Top of EXCERPTED RECORDS

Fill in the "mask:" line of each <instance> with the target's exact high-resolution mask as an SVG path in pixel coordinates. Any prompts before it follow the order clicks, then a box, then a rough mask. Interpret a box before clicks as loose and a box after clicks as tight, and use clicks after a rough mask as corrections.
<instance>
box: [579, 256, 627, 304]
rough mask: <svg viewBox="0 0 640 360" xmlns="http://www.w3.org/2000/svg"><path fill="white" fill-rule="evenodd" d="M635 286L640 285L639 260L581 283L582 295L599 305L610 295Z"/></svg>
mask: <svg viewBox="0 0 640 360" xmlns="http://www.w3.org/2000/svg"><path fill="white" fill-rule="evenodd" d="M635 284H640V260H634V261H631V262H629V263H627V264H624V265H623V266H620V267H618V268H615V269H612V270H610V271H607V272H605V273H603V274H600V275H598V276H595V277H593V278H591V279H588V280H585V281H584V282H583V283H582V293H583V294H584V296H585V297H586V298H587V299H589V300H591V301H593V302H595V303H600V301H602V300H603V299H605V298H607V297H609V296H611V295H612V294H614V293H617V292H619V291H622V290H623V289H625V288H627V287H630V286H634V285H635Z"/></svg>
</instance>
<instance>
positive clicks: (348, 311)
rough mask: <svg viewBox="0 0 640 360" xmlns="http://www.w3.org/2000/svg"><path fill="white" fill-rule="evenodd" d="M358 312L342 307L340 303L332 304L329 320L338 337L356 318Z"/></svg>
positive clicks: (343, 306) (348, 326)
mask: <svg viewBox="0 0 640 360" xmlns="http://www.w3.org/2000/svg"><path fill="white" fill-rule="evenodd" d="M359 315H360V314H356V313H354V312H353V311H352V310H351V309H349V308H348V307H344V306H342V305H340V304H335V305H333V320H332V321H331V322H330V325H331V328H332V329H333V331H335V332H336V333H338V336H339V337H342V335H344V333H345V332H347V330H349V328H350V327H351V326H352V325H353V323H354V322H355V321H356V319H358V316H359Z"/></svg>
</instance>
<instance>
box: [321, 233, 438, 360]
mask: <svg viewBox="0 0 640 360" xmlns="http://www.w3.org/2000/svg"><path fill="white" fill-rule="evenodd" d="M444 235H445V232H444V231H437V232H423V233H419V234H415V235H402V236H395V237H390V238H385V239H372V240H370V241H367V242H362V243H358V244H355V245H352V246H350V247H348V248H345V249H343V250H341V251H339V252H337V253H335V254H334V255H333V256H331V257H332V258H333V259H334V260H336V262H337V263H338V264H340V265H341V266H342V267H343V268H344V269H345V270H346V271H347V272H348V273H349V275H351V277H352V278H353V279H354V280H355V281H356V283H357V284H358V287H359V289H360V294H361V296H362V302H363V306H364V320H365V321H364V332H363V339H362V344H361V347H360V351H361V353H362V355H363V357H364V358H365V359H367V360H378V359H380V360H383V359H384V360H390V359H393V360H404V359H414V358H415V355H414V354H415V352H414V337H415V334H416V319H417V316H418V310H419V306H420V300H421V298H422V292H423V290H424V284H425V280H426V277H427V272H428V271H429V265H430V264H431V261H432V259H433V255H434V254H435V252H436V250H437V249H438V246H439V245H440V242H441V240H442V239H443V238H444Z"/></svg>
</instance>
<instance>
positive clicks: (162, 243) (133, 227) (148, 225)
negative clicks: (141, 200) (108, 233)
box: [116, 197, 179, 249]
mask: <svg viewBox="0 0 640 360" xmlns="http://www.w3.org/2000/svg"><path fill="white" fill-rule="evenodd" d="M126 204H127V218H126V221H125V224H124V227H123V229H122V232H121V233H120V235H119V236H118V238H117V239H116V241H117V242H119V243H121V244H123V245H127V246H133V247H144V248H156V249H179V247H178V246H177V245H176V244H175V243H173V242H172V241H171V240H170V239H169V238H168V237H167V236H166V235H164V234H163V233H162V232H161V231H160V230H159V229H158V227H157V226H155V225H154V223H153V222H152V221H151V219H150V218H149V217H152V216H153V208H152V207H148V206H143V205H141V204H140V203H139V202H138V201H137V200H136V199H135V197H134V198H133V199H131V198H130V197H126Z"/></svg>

Bottom of EXCERPTED RECORDS

Skip all lines ahead of the one containing "positive clicks: (162, 243)". Reproduce that line and the remainder of the listing above exactly.

positive clicks: (162, 243) (133, 227) (148, 225)
negative clicks: (141, 200) (108, 233)
box: [116, 197, 179, 249]
mask: <svg viewBox="0 0 640 360" xmlns="http://www.w3.org/2000/svg"><path fill="white" fill-rule="evenodd" d="M126 204H127V218H126V221H125V224H124V227H123V229H122V232H121V233H120V235H119V236H118V238H117V239H116V241H117V242H119V243H121V244H123V245H127V246H133V247H144V248H156V249H179V247H178V246H177V245H176V244H175V243H173V242H172V241H171V240H170V239H169V238H168V237H167V236H166V235H164V234H163V233H162V232H161V231H160V230H159V229H158V227H157V226H155V225H154V223H153V222H152V221H151V219H150V218H149V217H152V216H153V208H152V207H148V206H143V205H141V204H140V203H139V202H138V201H137V200H136V199H135V197H134V198H133V199H131V198H130V197H126Z"/></svg>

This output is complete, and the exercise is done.